TRY IT:
Set down exactly the lines below, starting at the one that contains "Where can you see the black referee" and ending at the one that contains "column 675, row 577", with both of those lines included and nothing else.

STORED DATA:

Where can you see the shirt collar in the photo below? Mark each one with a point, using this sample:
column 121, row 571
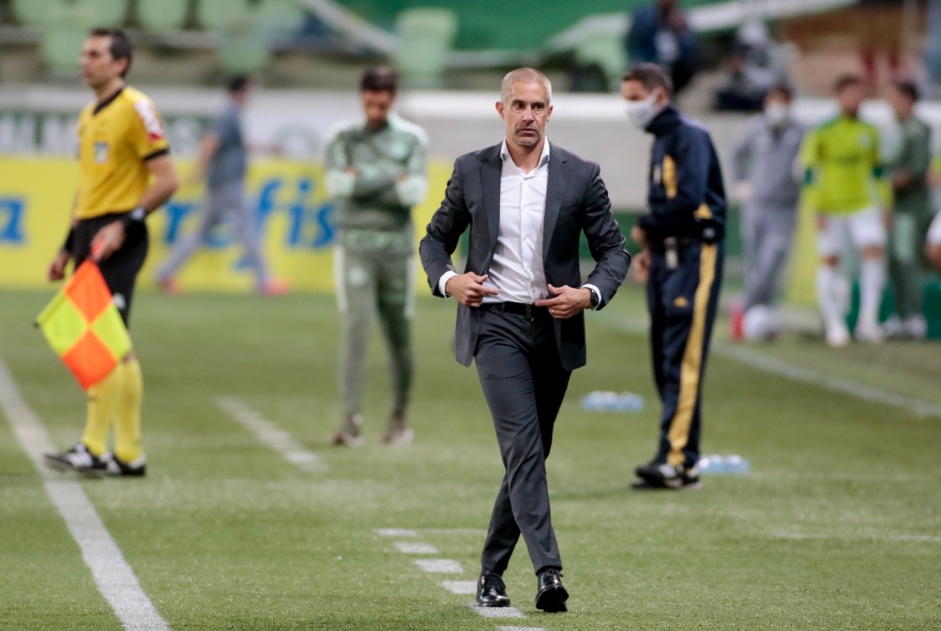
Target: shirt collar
column 543, row 158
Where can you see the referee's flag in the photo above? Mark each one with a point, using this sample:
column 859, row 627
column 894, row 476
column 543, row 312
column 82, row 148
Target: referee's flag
column 84, row 328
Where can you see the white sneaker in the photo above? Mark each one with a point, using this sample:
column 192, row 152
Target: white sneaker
column 917, row 327
column 868, row 332
column 837, row 334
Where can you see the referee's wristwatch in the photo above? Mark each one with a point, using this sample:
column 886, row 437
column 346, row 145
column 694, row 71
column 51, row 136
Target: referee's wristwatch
column 135, row 217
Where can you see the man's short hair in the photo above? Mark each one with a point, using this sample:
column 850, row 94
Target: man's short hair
column 238, row 83
column 120, row 44
column 848, row 80
column 524, row 75
column 781, row 89
column 907, row 88
column 651, row 76
column 379, row 79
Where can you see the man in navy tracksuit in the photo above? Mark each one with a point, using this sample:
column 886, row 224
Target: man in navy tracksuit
column 682, row 262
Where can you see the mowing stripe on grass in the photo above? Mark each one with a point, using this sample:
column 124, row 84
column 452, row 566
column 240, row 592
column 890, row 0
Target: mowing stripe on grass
column 497, row 612
column 440, row 566
column 460, row 587
column 272, row 435
column 799, row 373
column 415, row 547
column 114, row 577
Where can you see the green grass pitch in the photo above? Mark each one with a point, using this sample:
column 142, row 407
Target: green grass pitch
column 838, row 526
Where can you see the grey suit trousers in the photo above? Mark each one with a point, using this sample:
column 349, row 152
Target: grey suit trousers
column 524, row 383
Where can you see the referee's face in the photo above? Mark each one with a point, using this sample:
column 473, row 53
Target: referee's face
column 99, row 67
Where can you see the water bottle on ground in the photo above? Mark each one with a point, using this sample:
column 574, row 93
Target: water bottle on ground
column 606, row 401
column 723, row 465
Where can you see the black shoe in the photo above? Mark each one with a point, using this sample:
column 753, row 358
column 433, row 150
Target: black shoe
column 657, row 475
column 79, row 459
column 491, row 591
column 551, row 595
column 118, row 468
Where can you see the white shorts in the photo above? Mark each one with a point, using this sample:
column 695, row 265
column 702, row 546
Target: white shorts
column 865, row 228
column 934, row 231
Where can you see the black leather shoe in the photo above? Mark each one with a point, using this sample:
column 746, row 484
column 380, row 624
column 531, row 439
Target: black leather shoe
column 551, row 595
column 491, row 592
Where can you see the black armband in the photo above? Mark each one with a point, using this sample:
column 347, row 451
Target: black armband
column 69, row 245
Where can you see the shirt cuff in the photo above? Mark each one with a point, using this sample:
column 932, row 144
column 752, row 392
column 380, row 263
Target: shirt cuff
column 448, row 275
column 596, row 292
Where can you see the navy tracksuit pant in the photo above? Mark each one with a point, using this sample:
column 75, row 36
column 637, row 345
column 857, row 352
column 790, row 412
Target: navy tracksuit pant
column 682, row 303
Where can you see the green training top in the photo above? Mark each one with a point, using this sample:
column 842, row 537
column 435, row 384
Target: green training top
column 843, row 171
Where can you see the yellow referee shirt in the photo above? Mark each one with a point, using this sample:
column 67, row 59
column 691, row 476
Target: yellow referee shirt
column 116, row 138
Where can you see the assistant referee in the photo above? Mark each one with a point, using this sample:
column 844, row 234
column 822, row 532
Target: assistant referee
column 126, row 173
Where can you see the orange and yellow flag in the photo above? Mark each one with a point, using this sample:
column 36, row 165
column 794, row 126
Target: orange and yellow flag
column 84, row 328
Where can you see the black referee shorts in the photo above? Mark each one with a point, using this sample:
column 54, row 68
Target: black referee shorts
column 121, row 268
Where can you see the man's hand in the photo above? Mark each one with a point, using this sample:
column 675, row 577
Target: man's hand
column 57, row 267
column 108, row 240
column 639, row 236
column 567, row 301
column 640, row 265
column 468, row 289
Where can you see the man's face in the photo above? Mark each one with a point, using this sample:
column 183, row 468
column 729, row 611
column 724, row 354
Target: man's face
column 525, row 114
column 98, row 66
column 850, row 98
column 376, row 106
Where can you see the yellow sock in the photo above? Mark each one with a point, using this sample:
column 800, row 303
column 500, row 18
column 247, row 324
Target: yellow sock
column 103, row 398
column 127, row 432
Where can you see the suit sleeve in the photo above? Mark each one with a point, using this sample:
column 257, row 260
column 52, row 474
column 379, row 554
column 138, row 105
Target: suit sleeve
column 605, row 241
column 443, row 232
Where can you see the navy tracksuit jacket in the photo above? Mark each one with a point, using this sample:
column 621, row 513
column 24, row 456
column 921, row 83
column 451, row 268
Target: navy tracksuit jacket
column 685, row 226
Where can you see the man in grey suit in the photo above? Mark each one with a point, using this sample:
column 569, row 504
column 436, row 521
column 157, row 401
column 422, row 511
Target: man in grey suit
column 521, row 299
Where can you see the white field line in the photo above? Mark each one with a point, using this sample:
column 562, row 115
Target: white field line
column 114, row 577
column 440, row 566
column 781, row 368
column 460, row 587
column 497, row 612
column 874, row 537
column 395, row 532
column 272, row 435
column 415, row 547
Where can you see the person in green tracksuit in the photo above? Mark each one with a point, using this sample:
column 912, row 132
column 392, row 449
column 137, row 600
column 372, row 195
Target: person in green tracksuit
column 846, row 186
column 376, row 170
column 911, row 214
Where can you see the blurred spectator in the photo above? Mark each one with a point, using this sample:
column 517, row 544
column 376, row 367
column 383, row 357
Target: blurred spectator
column 660, row 34
column 223, row 157
column 847, row 189
column 911, row 213
column 768, row 190
column 754, row 66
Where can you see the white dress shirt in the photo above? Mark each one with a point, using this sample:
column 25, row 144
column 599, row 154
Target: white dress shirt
column 518, row 270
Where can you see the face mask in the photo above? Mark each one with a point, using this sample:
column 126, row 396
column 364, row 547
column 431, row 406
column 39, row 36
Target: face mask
column 777, row 114
column 640, row 113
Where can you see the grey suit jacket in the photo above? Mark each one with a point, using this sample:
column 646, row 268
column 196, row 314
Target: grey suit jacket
column 576, row 201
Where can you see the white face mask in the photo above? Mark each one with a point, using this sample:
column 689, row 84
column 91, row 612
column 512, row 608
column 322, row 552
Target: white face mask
column 777, row 114
column 640, row 113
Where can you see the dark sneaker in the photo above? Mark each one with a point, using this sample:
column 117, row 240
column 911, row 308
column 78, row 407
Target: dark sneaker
column 349, row 433
column 118, row 468
column 79, row 459
column 657, row 475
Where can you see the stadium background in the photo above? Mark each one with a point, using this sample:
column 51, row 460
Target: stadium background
column 836, row 527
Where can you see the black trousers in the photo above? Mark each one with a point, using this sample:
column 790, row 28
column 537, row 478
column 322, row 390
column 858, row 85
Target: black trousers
column 524, row 384
column 121, row 268
column 682, row 303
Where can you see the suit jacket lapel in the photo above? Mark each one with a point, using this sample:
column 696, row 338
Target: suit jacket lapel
column 555, row 189
column 490, row 173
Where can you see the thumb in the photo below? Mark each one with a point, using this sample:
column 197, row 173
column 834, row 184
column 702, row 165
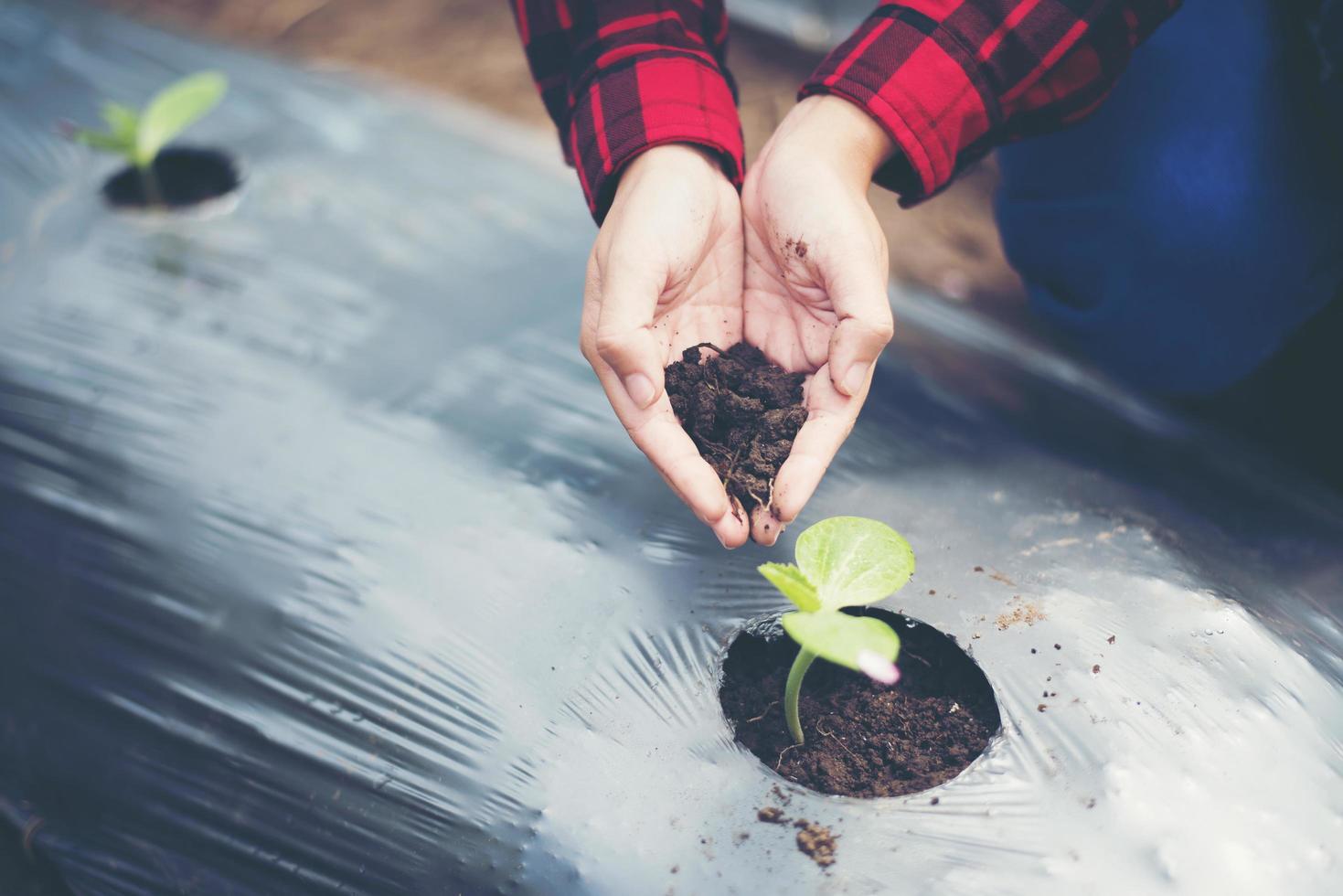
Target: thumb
column 624, row 336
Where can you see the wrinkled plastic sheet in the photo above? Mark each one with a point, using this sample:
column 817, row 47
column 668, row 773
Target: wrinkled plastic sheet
column 325, row 569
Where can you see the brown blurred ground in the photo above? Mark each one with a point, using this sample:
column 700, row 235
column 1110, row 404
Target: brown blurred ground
column 469, row 48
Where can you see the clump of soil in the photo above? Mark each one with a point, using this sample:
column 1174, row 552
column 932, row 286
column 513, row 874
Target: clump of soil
column 815, row 841
column 864, row 739
column 741, row 412
column 182, row 176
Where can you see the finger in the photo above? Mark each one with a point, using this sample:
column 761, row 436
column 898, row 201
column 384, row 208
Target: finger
column 855, row 347
column 766, row 526
column 830, row 418
column 858, row 293
column 624, row 338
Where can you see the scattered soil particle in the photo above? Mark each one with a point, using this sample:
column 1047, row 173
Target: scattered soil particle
column 1019, row 613
column 741, row 412
column 864, row 739
column 816, row 841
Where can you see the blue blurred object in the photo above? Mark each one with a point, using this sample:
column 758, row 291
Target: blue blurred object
column 1186, row 229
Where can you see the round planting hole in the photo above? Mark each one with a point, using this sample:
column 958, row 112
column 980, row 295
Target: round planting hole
column 180, row 176
column 864, row 739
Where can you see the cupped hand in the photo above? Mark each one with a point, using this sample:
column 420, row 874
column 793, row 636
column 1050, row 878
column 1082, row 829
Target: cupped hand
column 666, row 272
column 815, row 281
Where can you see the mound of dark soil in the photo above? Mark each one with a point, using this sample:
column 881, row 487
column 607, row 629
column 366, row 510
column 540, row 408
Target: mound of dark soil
column 741, row 412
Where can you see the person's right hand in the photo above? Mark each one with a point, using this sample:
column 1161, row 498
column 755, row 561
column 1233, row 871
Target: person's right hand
column 666, row 272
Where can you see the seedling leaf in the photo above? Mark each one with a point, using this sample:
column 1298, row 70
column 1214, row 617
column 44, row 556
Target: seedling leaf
column 174, row 109
column 101, row 140
column 794, row 586
column 853, row 560
column 123, row 123
column 853, row 643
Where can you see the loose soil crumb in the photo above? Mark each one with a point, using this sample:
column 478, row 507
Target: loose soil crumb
column 816, row 841
column 864, row 739
column 1021, row 613
column 741, row 412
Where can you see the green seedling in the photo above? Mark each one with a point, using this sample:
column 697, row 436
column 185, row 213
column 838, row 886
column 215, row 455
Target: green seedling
column 139, row 136
column 842, row 561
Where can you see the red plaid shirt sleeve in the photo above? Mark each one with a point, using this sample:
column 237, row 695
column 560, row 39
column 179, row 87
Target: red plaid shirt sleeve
column 950, row 80
column 622, row 76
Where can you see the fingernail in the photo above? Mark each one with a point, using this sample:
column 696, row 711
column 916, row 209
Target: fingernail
column 855, row 379
column 879, row 667
column 639, row 389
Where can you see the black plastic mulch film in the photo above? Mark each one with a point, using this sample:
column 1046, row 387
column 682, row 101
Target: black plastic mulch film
column 325, row 567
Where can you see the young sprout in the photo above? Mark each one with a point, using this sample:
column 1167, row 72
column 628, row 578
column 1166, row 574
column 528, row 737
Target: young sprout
column 842, row 561
column 139, row 136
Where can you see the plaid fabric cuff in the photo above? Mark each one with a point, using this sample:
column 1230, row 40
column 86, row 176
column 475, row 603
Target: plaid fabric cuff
column 646, row 101
column 915, row 80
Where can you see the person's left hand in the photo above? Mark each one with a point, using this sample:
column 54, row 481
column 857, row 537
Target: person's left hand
column 815, row 281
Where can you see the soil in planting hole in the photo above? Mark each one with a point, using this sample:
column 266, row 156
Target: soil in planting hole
column 741, row 412
column 183, row 176
column 864, row 739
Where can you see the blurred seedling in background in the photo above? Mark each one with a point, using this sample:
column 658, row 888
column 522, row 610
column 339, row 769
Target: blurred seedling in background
column 842, row 561
column 139, row 136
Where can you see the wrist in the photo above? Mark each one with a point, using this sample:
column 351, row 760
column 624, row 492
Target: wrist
column 680, row 160
column 837, row 133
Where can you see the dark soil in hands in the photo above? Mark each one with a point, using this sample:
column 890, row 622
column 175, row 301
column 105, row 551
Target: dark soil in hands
column 183, row 177
column 864, row 739
column 741, row 412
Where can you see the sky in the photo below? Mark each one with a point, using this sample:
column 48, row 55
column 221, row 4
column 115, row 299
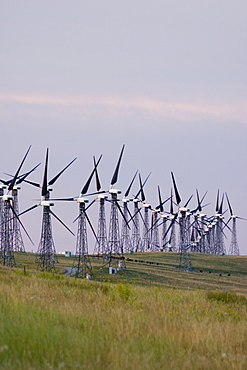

TASK SOLUTION:
Where can you see the black referee shorts in the photo above? Mark each one with a point, using this sample:
column 54, row 68
Target: black referee shorts
column 121, row 268
Where can you see the man's hand in the photo above? Mark each one with a point, using this sample:
column 675, row 577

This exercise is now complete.